REQUIRED WORK =>
Please reproduce the rows word for word, starting at the line that contains "Query: wooden desk" and ending at the final line of the rows.

RECORDS TO PROCESS =>
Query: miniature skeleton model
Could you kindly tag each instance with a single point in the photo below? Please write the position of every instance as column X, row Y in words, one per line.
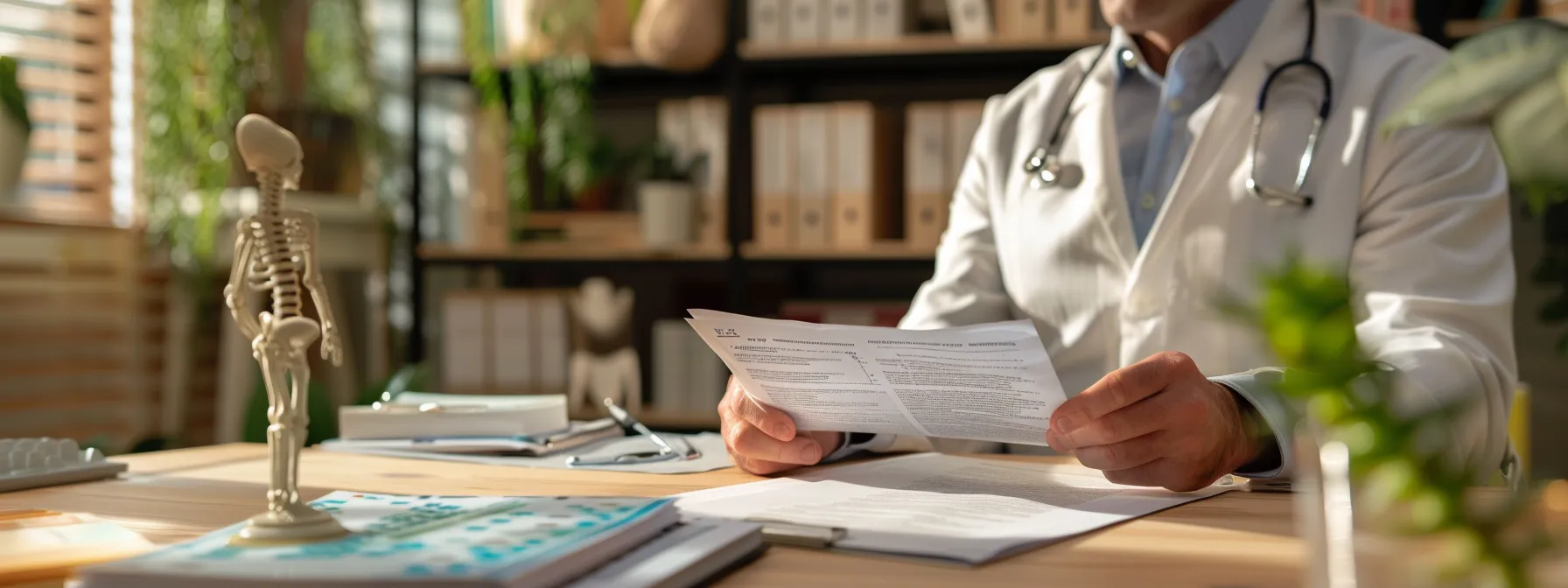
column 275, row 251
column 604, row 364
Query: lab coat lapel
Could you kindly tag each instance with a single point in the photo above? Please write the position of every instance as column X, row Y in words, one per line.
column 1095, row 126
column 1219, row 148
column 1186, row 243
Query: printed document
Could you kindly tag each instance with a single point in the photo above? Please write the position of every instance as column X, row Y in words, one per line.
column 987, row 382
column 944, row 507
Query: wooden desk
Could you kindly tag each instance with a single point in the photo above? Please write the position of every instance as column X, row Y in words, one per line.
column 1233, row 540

FINISHED TASK =>
Query: wooden desk
Could you kindly tag each instance with a single point in the photo above? Please write the position of every instance as column X, row Y in words, one per line.
column 1233, row 540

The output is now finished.